What is being asked
Extend the passage about the ASL sign WELCOME by writing what comes next after its final sentence.

** Start Passage to read **

The sign labeled as WELCOME has several meanings and interpretations.  Remember though that the label "WELCOME" isn't the same thing as the English word for "welcome." 

For example:  The sign labeled as WELCOME also means: "hire" and "invite."
Also, this sign is in a state of "flux" (changing opinion) in the Deaf Community.

You will meet some people who say the sign labeled WELCOME or (WELCOME/hire/invite) is an okay response to "thank you."
Quite a few ASL teachers (and other signers) will tell you it is NOT appropriate to use this sign as a response to "THANK YOU."

The sign "WELCOME / hire / invite" is done by holding the flat hand palm up out away from your body (off to the right a bit) and then bringing the hand in toward your torso.

WELCOME / hire / invite:


My recommendation is that you use this sign to mean things like:

"Welcome, come on into my home."
"I hired him."
"I invited her.

I recommend that you do NOT use this sign as a response to "Thank you."

So, what should you do if someone tells you "thank you?"

I recommend that you reply with one of these:




When teaching ASL there is a prescriptive approach and a descriptive approach. 
Some ASL teachers tell their students that the sign WELCOME is not an ASL sign.  Doing so is "prescriptive."
Such teachers are striving to prescribe ASL according to their notions of how ASL should be -- as opposed to what ASL is.

** End Passage to read **
** Start Records **

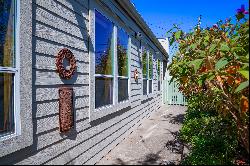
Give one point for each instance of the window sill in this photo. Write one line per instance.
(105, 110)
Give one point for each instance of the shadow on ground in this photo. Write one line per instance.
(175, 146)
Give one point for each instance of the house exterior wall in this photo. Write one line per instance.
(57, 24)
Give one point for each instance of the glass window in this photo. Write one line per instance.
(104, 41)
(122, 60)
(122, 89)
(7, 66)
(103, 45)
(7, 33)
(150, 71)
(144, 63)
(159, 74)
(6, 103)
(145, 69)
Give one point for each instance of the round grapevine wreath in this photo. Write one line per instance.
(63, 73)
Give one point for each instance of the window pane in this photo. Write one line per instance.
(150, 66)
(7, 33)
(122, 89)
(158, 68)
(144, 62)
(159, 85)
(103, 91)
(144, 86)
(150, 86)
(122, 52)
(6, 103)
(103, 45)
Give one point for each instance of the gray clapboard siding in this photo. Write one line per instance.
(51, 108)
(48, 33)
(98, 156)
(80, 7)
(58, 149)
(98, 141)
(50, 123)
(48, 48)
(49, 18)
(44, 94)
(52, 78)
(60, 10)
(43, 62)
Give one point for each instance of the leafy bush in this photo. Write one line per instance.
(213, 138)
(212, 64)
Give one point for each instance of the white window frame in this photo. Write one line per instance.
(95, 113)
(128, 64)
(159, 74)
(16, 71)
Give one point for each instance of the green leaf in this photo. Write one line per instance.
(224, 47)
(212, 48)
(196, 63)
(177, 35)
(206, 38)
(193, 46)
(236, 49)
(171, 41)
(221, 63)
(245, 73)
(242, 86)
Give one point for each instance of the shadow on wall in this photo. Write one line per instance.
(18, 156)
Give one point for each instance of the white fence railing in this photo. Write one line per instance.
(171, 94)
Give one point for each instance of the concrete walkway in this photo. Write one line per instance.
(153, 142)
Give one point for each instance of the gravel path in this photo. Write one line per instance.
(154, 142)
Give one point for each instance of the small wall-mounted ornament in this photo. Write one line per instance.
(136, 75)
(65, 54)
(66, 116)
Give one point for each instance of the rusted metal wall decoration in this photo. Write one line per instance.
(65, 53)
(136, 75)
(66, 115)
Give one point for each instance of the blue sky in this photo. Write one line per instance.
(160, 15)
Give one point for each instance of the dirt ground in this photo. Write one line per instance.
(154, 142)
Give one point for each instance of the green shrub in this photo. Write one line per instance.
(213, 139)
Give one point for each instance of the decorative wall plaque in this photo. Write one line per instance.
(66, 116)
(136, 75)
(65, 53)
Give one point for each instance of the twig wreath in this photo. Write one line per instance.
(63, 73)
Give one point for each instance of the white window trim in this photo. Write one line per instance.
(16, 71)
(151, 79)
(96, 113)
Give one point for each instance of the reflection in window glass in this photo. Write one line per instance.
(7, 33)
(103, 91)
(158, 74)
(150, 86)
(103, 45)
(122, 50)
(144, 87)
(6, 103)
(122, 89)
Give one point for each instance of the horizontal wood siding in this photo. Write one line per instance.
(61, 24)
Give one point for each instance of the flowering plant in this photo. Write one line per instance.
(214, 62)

** End Records **
** Start Records **

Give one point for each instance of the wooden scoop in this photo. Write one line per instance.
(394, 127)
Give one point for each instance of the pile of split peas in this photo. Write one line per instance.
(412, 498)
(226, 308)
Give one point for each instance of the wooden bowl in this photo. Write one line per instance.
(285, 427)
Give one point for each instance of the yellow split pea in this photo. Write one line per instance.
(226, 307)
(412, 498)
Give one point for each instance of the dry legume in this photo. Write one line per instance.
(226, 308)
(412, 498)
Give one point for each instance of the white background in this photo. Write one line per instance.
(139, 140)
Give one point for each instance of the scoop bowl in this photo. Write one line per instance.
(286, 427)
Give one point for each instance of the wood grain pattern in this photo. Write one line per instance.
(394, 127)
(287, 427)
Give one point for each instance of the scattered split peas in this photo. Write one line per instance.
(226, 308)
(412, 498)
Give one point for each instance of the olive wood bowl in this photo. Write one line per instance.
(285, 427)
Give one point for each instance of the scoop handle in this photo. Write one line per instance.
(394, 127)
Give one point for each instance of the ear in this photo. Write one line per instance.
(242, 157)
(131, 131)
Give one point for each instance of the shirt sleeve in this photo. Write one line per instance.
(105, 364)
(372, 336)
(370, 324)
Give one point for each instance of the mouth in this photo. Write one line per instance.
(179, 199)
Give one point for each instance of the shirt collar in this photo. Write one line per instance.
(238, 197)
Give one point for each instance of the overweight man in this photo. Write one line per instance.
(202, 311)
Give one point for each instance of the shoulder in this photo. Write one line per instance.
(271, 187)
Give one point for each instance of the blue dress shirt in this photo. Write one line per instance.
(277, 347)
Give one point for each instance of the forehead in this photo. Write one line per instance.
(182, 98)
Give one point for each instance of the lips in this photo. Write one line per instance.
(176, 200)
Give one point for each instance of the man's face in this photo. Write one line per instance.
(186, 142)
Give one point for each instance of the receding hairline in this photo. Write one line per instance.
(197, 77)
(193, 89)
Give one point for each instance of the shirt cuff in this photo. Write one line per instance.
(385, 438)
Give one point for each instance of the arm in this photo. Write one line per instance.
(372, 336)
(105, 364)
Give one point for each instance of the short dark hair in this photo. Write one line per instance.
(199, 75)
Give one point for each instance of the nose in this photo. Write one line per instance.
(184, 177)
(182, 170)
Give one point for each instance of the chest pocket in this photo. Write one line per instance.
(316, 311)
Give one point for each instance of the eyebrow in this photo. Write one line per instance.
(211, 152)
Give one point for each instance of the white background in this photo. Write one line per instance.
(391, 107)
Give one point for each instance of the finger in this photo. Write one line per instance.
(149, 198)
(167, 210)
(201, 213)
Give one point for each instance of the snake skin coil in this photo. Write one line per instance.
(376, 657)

** End Records **
** Start Records **

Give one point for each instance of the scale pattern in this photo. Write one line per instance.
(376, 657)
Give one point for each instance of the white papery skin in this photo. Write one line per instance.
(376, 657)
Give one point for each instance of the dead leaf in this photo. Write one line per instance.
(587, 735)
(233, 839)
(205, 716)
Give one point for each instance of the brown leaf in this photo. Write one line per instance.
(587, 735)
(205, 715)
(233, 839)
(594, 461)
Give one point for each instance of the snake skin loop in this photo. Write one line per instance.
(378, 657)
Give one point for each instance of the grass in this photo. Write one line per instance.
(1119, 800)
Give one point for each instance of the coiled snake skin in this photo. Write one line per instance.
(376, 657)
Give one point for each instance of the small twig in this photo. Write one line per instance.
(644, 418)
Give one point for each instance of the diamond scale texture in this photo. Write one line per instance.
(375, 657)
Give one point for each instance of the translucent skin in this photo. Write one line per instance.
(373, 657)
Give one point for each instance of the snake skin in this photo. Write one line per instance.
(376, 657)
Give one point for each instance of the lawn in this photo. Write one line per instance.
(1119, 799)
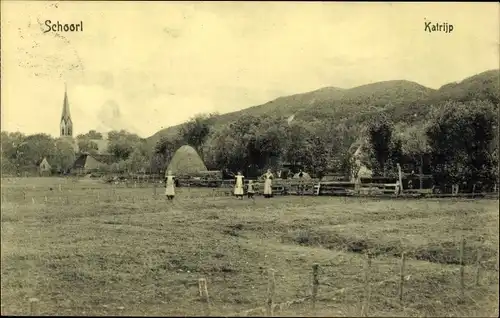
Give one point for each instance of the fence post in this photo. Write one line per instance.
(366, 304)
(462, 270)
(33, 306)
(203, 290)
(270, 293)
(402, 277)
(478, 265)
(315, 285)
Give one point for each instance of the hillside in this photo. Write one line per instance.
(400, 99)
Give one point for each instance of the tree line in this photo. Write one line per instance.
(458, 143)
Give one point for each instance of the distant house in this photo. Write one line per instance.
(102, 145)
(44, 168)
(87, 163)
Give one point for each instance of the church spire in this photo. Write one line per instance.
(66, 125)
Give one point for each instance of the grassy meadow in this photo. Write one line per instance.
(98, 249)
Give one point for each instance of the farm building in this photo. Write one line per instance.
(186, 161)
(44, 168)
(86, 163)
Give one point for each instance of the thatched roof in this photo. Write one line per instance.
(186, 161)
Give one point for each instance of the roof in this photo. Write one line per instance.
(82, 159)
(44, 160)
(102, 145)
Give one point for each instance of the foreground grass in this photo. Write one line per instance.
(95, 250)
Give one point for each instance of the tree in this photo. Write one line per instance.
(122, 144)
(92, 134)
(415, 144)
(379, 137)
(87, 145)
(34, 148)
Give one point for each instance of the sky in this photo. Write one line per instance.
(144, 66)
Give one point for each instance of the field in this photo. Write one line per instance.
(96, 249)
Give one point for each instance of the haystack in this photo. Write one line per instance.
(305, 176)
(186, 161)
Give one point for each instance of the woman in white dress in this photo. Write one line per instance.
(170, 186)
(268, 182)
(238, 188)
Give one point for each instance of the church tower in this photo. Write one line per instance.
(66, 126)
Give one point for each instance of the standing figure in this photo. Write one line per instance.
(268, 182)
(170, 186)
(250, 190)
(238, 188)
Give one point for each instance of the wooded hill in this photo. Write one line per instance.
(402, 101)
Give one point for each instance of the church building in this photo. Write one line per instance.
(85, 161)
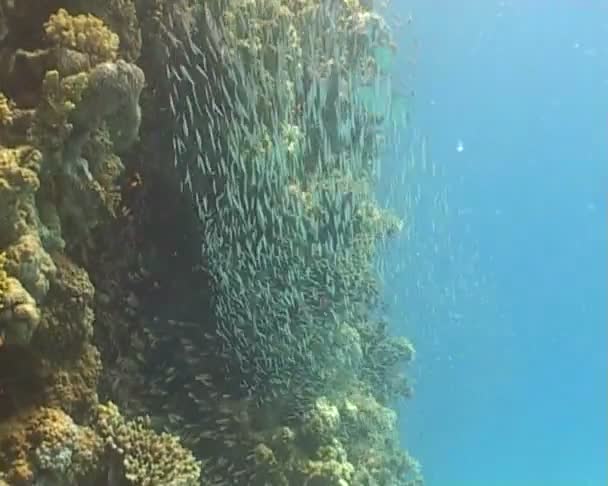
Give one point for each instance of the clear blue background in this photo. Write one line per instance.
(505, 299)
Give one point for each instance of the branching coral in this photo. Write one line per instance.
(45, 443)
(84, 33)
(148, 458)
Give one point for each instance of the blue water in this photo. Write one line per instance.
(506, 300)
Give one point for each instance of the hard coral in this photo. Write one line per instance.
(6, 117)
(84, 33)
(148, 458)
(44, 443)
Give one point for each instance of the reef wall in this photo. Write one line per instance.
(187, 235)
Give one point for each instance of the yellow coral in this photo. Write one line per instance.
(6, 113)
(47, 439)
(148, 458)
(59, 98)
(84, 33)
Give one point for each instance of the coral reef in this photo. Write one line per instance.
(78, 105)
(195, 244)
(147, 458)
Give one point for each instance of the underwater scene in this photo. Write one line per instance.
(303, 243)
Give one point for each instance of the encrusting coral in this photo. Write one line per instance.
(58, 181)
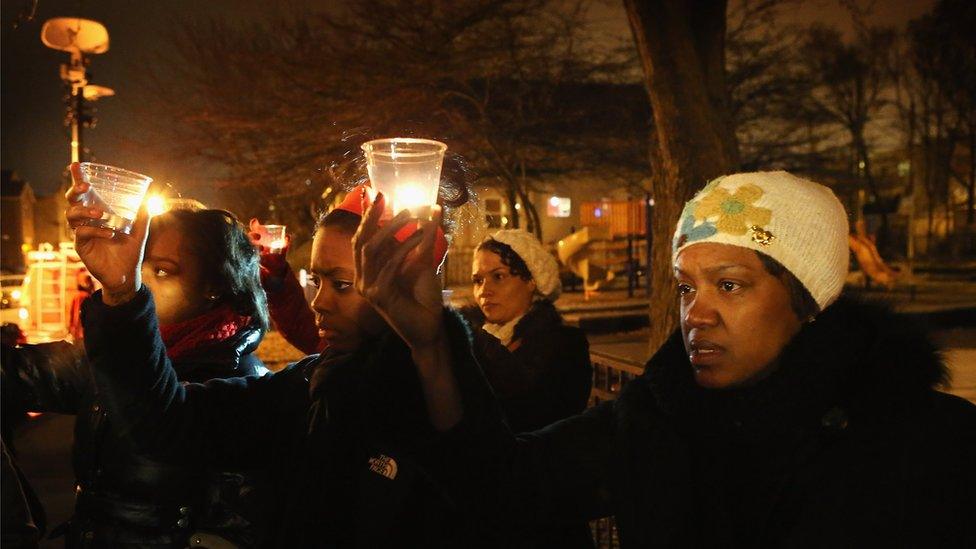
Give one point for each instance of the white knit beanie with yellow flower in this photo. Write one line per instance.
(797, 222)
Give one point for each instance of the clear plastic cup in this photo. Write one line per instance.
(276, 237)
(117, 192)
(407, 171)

** End Records **

Response for this exercise
Let me share an amusing story with you:

I remember a conversation (many years ago) with an ASL instructor named ________ (name on file).  Near the beginning of the conversation I had signed WELCOME in response to him thanking me for something.  He "corrected" me and indicated that WELCOME wasn't an ASL sign (we are both interested in what is and isn't ASL so it wasn't as rude as you might imagine).  I questioned him about it and apparently he had recently been to some workshop or seminar and a person with letters behind their name who lived more than 50 miles away (which means that person must be an expert, heh) had told everybody at the seminar that the sign WELCOME isn't an "ASL" sign.  
I asked ________ (name on file) what he preferred instead and he gave me the usual, "SURE, THANK YOU, THUMBS-UP, FINE" replacements.  I said "OH-I-SEE" and we went on with our conversation. (Of course I already knew and used those signs regularly as well.)
Now here's the funny part, near the end of our half-hour long conversation on my doorstep, I thanked him for coming by and he without thinking signed "WELCOME!" 
I pointed out his usage of the "forbidden sign" and he did a major "gulp" and turned a pretty shade of red.

So, there you have an example of a Deaf ASL instructor who for most of his life has signed "WELCOME" in response to "thank you" and then he attends a workshop and has some other Deaf ASL instructor announce that "WELCOME" is not an ASL sign.  So now he becomes an evangelist and starts spreading the message that you shouldn't sign "WELCOME" because it is not what Deaf people "do." (Even though he is Deaf and obviously he "does" it).  After a while, enough people repeat that same message: "WELCOME" is not a good response to 'Thank you' in ASL."  At some point, after enough people spread and accept that message it will become the new standard!  It will become the new normal.  It will stop being prescriptive and it will become descriptive due to the passage of time and adoption by the "typical" Deaf person.

A descriptive approach to ASL instruction simply tells the students what is currently out there being used by the Deaf Community without trying to "preserve, memorialize, or de-English" it.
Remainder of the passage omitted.